### [YOUR OBJECTIVE]
Print the first line of the material below and each line after it, exactly as written, ending with the line that contains "In the photo above, where can the vanity".
Top of RECORDS FOR THE EXERCISE
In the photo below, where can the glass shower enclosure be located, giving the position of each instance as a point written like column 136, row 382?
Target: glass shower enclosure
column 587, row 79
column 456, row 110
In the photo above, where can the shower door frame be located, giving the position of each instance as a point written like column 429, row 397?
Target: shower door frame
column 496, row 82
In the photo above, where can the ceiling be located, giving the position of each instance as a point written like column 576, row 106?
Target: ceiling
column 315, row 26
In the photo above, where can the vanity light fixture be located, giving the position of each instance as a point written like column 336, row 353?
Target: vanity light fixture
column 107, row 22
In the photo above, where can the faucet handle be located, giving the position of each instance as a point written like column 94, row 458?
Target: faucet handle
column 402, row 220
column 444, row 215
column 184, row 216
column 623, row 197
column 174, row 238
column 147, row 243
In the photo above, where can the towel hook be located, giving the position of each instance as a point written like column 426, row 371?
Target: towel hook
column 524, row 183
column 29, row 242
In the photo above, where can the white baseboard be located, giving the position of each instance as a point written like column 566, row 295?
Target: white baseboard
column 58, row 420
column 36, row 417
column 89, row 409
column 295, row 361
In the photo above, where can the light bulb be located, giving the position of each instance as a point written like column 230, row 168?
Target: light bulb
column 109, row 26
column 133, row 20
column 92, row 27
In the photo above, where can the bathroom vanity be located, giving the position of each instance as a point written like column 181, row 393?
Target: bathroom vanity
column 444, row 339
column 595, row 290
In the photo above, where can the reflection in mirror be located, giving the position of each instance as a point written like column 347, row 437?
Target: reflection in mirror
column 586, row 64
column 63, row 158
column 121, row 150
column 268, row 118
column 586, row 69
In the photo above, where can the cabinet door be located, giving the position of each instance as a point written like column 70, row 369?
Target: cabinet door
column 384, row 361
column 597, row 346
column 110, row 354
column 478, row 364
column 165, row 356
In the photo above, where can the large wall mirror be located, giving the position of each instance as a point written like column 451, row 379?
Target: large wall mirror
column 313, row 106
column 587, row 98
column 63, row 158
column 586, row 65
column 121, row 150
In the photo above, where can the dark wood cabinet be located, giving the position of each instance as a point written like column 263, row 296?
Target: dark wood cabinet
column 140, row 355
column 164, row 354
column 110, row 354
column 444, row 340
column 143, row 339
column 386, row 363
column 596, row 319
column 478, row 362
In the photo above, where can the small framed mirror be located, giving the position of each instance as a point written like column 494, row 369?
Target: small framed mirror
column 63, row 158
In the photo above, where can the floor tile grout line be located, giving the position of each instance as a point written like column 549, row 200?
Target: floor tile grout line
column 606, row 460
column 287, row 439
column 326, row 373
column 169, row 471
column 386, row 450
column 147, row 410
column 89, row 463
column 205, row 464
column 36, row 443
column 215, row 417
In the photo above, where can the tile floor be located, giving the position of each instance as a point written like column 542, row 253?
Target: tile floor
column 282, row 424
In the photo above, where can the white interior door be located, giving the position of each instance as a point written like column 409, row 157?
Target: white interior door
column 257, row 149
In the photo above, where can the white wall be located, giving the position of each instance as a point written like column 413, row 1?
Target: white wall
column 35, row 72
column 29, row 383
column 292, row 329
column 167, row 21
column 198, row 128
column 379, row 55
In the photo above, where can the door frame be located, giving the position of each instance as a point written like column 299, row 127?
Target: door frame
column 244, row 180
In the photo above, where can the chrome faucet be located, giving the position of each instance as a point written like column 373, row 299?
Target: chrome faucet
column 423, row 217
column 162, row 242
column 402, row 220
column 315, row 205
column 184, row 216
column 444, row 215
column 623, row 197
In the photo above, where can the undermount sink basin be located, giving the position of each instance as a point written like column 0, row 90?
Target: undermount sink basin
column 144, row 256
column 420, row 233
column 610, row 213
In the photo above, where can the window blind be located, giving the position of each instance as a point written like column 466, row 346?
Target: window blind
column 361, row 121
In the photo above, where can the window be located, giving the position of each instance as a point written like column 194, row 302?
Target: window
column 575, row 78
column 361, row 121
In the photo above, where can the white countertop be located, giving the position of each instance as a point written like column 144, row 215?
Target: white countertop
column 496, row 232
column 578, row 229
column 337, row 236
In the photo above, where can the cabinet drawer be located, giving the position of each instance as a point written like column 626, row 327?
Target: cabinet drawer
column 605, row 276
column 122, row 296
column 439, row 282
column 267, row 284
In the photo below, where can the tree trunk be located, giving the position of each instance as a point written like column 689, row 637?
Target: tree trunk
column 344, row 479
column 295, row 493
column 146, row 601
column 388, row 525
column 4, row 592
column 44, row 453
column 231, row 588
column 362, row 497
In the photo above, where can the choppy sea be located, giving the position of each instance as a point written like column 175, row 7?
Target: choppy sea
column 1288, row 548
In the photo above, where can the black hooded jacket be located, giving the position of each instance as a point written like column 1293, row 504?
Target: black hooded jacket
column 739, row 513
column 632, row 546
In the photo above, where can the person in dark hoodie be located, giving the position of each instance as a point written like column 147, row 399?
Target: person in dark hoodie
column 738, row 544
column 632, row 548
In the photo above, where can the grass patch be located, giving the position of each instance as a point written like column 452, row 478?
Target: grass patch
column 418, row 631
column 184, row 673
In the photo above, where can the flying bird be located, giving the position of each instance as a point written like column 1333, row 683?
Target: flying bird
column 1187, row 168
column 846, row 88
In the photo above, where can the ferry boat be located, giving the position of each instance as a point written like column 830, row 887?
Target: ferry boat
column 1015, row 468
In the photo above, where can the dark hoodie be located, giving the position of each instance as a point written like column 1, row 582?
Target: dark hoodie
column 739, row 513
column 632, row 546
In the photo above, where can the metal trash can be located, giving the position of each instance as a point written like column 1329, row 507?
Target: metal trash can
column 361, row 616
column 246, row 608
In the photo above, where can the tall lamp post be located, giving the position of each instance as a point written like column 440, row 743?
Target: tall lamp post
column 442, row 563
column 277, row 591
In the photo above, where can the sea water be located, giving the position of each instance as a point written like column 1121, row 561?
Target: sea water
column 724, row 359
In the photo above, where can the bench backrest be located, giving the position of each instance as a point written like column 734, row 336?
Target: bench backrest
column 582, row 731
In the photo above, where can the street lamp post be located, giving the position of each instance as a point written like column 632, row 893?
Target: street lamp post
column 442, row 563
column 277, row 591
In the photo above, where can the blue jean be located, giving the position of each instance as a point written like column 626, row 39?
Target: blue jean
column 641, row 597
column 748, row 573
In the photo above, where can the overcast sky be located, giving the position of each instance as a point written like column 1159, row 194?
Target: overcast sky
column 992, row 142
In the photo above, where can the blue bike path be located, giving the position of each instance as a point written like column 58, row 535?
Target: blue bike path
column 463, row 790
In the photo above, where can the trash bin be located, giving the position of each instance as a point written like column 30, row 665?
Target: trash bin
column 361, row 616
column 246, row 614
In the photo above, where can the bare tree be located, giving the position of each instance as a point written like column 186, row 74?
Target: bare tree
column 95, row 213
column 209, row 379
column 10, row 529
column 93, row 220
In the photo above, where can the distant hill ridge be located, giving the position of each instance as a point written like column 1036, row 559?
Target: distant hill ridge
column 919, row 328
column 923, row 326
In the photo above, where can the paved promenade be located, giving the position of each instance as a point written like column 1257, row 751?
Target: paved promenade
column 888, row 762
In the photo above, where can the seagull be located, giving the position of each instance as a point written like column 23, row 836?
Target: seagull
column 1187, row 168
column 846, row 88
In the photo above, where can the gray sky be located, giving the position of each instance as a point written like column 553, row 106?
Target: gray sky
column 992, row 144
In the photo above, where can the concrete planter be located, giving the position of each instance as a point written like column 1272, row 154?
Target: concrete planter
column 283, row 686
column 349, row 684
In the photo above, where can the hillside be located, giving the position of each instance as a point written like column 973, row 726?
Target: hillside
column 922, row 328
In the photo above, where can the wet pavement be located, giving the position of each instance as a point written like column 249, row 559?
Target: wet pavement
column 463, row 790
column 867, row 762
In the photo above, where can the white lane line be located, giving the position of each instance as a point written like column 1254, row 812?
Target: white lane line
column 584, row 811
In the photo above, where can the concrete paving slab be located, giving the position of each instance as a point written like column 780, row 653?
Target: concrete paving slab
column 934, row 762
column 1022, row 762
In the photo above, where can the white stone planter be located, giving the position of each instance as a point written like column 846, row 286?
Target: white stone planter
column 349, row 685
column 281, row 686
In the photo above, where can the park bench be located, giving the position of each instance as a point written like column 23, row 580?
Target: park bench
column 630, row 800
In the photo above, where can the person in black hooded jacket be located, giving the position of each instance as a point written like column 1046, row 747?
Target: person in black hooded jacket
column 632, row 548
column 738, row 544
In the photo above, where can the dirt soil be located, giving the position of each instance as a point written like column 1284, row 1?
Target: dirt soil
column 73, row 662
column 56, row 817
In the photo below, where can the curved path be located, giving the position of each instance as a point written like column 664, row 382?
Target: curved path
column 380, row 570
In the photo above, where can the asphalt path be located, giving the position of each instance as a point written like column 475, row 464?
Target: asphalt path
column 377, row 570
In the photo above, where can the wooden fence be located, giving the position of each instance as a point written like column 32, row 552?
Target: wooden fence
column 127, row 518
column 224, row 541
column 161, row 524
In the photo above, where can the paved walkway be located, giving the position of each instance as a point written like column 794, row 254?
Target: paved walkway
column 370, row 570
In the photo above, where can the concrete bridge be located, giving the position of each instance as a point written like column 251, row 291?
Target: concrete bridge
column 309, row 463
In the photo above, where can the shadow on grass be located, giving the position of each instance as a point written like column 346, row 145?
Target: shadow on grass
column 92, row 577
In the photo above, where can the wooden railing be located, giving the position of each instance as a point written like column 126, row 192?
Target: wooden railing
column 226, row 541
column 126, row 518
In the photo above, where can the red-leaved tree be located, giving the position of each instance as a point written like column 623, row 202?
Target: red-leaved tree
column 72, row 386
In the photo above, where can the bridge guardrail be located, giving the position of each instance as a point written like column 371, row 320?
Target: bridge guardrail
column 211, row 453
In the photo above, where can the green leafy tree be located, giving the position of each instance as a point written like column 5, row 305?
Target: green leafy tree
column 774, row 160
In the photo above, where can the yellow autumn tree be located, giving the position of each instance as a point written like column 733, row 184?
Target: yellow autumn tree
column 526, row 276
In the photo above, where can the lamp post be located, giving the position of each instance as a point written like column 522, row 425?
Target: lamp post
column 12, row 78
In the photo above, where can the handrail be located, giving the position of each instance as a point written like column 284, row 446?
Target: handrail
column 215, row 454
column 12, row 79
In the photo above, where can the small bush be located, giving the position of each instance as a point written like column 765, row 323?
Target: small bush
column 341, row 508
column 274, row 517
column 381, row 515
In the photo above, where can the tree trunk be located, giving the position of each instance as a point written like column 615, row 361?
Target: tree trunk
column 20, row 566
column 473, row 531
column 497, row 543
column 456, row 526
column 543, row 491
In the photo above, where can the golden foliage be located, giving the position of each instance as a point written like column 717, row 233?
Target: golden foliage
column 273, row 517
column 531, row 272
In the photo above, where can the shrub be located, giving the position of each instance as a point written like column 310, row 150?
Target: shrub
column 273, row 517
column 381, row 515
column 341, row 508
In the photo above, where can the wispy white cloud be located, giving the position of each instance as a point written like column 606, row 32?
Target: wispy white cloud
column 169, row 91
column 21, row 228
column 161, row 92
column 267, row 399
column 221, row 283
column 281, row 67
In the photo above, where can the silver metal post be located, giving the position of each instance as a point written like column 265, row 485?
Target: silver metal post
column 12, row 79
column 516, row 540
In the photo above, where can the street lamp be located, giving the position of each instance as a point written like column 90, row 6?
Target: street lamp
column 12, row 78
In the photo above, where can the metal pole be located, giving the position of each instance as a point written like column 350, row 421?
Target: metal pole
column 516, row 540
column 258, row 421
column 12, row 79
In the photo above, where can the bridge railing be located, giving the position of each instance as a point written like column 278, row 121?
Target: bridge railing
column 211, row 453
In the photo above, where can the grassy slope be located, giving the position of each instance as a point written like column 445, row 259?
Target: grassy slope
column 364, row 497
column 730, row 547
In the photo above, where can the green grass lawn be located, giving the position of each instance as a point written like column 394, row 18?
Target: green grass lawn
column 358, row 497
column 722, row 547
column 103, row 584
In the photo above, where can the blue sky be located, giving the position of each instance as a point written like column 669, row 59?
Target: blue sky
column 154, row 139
Bottom of RECORDS FOR THE EXERCISE
### [RESULT OF THIS EXERCISE]
In the photo below, where can the glass shower enclosure be located, giving the position of each instance as a point written like column 136, row 382?
Target: glass shower enclosure
column 587, row 79
column 456, row 110
In the photo above, where can the shower door frame be located, giving the position of each instance as a point written like column 429, row 397?
Target: shower door frame
column 496, row 82
In the photo above, where can the ceiling be located, giving the position of each instance as a point written like column 576, row 106?
Target: ceiling
column 315, row 26
In the photo above, where can the vanity light fixture be located, giving the position of each instance as a point written like column 336, row 353?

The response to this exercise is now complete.